──────── SOURCE EXTRACT
CASA (Court Appointed Special Advocates) believes every child who’s been abused or neglected deserves to have a dedicated advocate speaking up for their best interest in court, at school and in our community. To accomplish this, CASA educates and empowers diverse community volunteers who ensure each child’s needs remain a priority in an over-burdened child welfare system. When the state steps in to protect a child’s safety because the people responsible for protecting them have not, a judge appoints a trained CASA volunteer to make independent and informed recommendations and help the judge decide what’s best for the child.
For children who’ve been abused or neglected, CASA means having a home instead of feeling lost, and being a priority instead of feeling invisible. Children with CASA volunteers are more likely to end up with their family, and according to National CASA, more likely to receive therapy, health care and education and do better in school, and less likely to be bounced from one place to another or get stuck in long-term foster care. CASA’s vision is to provide a volunteer advocate for every child in need in our community. Last year, 90 children still needed a volunteer to speak up for them.
For volunteers, CASA is a life-changing experience that makes our community a better place. CASA volunteers come from every walk of life and share a commitment to improving children’s lives, a willingness to learn, and an open mind towards life experiences different from their own. Volunteers complete an interview, background checks and 35 hours of intensive training. After being sworn-in by a judge, volunteers are appointed to a child or family of children and spend an average of 15 hours a month advocating for these children for at least a year or until the case closes. They get to know the child while also gathering information from the child’s family, teachers, doctors, care-givers and anyone else involved in the child’s life. Judges highly value CASA’s recommendations which help them make informed decisions in the child’s best interest.
────────────────
• _TASKS TO CARRY OUT_
(1) According to the CASA passage, how many hours of training do volunteers complete?
(2) Return the section of the CASA passage starting with "For volunteers, CASA" and going on through "child’s best interest.".
Rely only on the CASA passage.
──────── GIVEN INFORMATION
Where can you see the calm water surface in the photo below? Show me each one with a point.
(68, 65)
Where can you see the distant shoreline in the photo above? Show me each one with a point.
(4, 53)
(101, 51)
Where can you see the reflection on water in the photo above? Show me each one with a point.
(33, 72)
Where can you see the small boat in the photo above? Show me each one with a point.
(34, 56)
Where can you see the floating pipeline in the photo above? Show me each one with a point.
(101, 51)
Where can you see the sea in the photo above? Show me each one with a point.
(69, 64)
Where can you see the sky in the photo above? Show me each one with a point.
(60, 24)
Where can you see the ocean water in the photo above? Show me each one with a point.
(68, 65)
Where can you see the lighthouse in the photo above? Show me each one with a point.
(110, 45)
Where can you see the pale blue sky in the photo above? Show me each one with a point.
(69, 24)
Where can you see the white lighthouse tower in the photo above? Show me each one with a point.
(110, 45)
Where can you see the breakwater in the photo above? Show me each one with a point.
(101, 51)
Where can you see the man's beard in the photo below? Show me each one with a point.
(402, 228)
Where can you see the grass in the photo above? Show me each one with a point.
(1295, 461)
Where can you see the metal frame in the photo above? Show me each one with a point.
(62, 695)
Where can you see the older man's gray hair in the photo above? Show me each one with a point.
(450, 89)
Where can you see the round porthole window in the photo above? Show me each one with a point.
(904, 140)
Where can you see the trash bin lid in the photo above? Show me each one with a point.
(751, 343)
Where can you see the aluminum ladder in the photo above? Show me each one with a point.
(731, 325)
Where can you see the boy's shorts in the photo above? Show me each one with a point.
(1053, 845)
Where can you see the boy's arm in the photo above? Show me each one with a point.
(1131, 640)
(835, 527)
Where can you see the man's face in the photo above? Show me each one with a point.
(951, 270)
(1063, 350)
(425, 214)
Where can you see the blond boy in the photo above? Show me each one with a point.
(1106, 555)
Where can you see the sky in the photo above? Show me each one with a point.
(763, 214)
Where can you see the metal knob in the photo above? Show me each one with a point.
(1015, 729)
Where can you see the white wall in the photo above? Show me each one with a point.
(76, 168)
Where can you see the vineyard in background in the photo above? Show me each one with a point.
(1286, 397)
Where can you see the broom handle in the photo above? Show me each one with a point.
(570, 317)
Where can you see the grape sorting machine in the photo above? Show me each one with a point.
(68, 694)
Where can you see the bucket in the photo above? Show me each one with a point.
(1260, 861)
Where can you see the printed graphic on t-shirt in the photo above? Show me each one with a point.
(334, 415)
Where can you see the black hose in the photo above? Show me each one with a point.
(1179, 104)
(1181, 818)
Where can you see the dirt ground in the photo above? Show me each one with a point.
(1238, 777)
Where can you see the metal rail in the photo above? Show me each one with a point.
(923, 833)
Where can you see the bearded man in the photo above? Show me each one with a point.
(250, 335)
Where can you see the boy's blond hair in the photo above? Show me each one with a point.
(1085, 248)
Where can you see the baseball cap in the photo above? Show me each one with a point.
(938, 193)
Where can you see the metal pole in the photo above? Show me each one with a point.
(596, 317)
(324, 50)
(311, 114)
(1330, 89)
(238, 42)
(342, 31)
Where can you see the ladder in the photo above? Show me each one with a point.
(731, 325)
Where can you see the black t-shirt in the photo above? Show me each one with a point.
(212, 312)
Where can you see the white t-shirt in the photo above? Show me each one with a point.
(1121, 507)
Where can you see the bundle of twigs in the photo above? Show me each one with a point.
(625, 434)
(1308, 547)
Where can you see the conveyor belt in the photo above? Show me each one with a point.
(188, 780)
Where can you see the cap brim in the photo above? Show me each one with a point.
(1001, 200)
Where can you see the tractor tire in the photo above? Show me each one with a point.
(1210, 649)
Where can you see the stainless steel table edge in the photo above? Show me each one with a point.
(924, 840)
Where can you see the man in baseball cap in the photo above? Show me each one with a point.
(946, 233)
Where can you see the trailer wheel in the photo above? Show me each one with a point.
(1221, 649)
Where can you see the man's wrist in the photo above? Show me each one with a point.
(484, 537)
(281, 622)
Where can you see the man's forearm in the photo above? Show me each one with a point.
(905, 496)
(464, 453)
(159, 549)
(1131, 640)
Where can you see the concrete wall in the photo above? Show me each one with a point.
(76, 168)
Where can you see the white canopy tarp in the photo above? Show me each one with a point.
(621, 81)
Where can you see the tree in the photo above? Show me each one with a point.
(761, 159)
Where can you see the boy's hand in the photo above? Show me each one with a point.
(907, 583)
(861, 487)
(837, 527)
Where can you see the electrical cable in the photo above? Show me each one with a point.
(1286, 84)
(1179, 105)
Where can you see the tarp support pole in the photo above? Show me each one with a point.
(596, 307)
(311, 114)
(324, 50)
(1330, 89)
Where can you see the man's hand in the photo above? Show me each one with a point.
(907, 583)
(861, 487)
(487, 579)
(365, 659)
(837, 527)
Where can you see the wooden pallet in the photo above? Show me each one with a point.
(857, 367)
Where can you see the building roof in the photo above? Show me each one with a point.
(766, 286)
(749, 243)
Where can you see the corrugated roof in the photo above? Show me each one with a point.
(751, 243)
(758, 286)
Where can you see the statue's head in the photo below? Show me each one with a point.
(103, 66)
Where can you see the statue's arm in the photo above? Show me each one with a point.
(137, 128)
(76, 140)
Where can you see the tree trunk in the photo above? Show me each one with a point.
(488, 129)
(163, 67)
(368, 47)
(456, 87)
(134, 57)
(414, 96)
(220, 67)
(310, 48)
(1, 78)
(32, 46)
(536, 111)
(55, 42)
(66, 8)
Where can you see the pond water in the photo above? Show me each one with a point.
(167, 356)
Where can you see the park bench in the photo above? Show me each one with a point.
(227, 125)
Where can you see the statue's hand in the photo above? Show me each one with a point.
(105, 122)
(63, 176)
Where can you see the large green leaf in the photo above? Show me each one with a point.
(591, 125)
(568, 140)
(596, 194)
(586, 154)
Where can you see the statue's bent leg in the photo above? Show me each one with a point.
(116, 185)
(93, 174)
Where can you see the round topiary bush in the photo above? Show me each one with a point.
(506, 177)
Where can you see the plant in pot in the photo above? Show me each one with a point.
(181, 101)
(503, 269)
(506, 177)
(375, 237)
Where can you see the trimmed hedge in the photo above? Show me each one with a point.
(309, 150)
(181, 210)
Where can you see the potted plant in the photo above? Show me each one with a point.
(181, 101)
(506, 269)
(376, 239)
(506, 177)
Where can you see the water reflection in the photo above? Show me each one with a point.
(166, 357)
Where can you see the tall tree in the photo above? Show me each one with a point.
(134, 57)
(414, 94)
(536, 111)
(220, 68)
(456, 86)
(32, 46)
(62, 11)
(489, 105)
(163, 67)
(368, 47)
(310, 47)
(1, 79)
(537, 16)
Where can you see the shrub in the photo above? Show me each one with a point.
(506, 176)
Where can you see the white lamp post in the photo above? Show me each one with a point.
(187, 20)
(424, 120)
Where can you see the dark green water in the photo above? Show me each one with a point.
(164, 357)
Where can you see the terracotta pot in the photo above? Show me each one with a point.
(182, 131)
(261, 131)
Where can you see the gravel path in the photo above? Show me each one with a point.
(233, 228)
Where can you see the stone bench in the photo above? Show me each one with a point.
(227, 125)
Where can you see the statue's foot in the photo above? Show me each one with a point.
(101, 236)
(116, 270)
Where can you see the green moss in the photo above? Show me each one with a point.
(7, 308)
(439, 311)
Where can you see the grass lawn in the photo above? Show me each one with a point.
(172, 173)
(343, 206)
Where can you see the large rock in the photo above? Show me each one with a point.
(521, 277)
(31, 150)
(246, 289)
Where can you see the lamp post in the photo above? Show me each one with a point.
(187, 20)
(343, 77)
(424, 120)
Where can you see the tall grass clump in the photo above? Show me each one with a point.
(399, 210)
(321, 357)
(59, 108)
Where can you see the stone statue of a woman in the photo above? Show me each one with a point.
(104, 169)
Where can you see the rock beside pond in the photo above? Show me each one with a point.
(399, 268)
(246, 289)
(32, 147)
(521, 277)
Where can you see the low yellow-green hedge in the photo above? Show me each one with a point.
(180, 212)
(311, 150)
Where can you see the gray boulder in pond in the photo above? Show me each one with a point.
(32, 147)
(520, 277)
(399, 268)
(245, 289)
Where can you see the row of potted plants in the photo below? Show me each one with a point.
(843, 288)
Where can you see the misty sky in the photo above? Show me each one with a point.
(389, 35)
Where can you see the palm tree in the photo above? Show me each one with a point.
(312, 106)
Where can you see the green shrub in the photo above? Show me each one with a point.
────────────────
• _ANSWERS TO THE EXERCISES_
(1) 35 hours of intensive training.

(2)
For volunteers, CASA is a life-changing experience that makes our community a better place. CASA volunteers come from every walk of life and share a commitment to improving children’s lives, a willingness to learn, and an open mind towards life experiences different from their own. Volunteers complete an interview, background checks and 35 hours of intensive training. After being sworn-in by a judge, volunteers are appointed to a child or family of children and spend an average of 15 hours a month advocating for these children for at least a year or until the case closes. They get to know the child while also gathering information from the child’s family, teachers, doctors, care-givers and anyone else involved in the child’s life. Judges highly value CASA’s recommendations which help them make informed decisions in the child’s best interest.